TEXT TO READ:
Vulnerability is defined for buildings as the degree of loss resulting from a hazard at a certain severity level and depends on the reduction in resistance and the level of decay in the structures as a result of constant exposure to environmental factors (such as seismic actions). 

  • vulnerable buildings
  • structural strengthening
  • environmental sustainability
  • life cycle
  • environmental assessment
  • embodied carbon
  • embodied energy
  • resource use

1. Background

Earthquakes are considered as the deadliest phenomena [1], as their occurrence collapses vulnerable buildings, therefore causing high numbers of casualties [2]. To increase the resistance of buildings, they would naturally need to meet upgraded safety requirements. However, the necessary progress for pre-disaster preparedness, including the renewal of building codes, is far behind in developing countries compared to developed countries [2]. Added to that, post-disaster preparedness is also rare in these countries [3]. A third factor to consider is the fact that population growing trends concentrate in megacities, while projections spanning the next 50 years suggest that one earthquake event in one such a city may cause up to 1 million deaths [4], hence our suggesting that current vulnerable building stock will increase exponentially.
The environmental sustainability of the buildings adds problems once the building sector is highly responsible for world energy consumption and carbon dioxide (CO2) emissions. While the total energy use during the operation and construction of the building sector has reached 36% of global final energy use, CO2 emissions from buildings have generated about 40% of the world’s total emissions [5]. For instance, greenhouse gas (GHG) emissions are one of the sources of air pollution, and buildings are individually responsible for more than half of emissions by the built environment. This air pollution caused by energy use in buildings globally kills half a million each year [6]. To an extent, this latent problem reflects the inability of construction industries in keeping up or engaging with other sectors in developing and enforcing sustainability methods and procedures. In such a context, energy-efficient measures and the efficient use of resources (building materials) offer opportunities for reducing emissions [7], while life cycle assessment (LCA) frameworks provide tools and instruments to quantify environmental impacts, taking into account lifetime flows between nature and building from cradle-to-grave [8].

WRITTEN EXERCISE A: Please lay out the records as a numbered list, from the line with "Please mark the region of the amber" up to and including the last line of the records, with blank lines left out.

DATASET RECORDS:
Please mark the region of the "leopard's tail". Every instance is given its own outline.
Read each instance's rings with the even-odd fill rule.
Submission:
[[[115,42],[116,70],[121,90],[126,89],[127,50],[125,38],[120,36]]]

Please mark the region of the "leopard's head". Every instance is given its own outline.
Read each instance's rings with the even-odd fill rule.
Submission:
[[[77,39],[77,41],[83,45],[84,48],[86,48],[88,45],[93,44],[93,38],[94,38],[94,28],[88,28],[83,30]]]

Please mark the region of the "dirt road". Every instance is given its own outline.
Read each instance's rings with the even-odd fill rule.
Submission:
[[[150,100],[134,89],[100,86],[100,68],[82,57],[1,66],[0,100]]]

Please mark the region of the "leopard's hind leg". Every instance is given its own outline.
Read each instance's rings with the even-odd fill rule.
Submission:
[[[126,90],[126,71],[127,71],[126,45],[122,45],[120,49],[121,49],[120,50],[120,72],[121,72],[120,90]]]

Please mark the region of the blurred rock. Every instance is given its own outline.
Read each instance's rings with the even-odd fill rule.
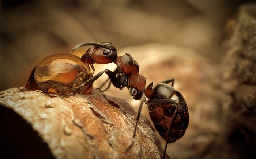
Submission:
[[[227,23],[223,86],[232,100],[225,107],[227,157],[256,156],[256,3],[240,7]]]

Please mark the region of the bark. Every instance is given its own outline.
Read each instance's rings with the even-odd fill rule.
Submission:
[[[4,132],[1,131],[1,135],[6,142],[3,147],[8,156],[160,158],[154,133],[143,116],[132,144],[136,113],[123,100],[95,90],[91,94],[64,96],[12,88],[1,92],[0,95],[1,104],[15,112],[1,107],[1,130]],[[17,114],[22,118],[15,117]],[[13,121],[15,120],[22,121]],[[25,122],[30,126],[20,127],[26,125]],[[36,140],[38,135],[29,135],[33,130],[45,143]],[[20,132],[24,133],[15,133]],[[10,134],[24,136],[20,137],[21,140],[15,140],[12,139],[18,138]],[[31,144],[31,138],[38,143]],[[10,150],[7,150],[8,147]]]

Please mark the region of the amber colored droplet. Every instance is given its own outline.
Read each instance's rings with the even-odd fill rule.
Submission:
[[[74,92],[92,76],[87,64],[70,53],[59,53],[42,60],[30,73],[25,88],[44,92],[67,94]],[[90,93],[92,84],[82,88],[80,93]]]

WRITTEN EXERCISE B: In the text on earthquake-vulnerable buildings and sustainability, what share of the world's total emissions is attributed to CO2 emissions from buildings?

EXERCISE OUTPUT A:
1. Please mark the region of the amber colored droplet. Every instance is given its own outline.
2. Read each instance's rings with the even-odd fill rule.
3. Submission:
4. [[[74,92],[92,76],[87,64],[70,53],[59,53],[42,60],[30,73],[25,88],[44,92],[67,94]],[[90,93],[92,84],[82,88],[80,93]]]

EXERCISE OUTPUT B: About 40%.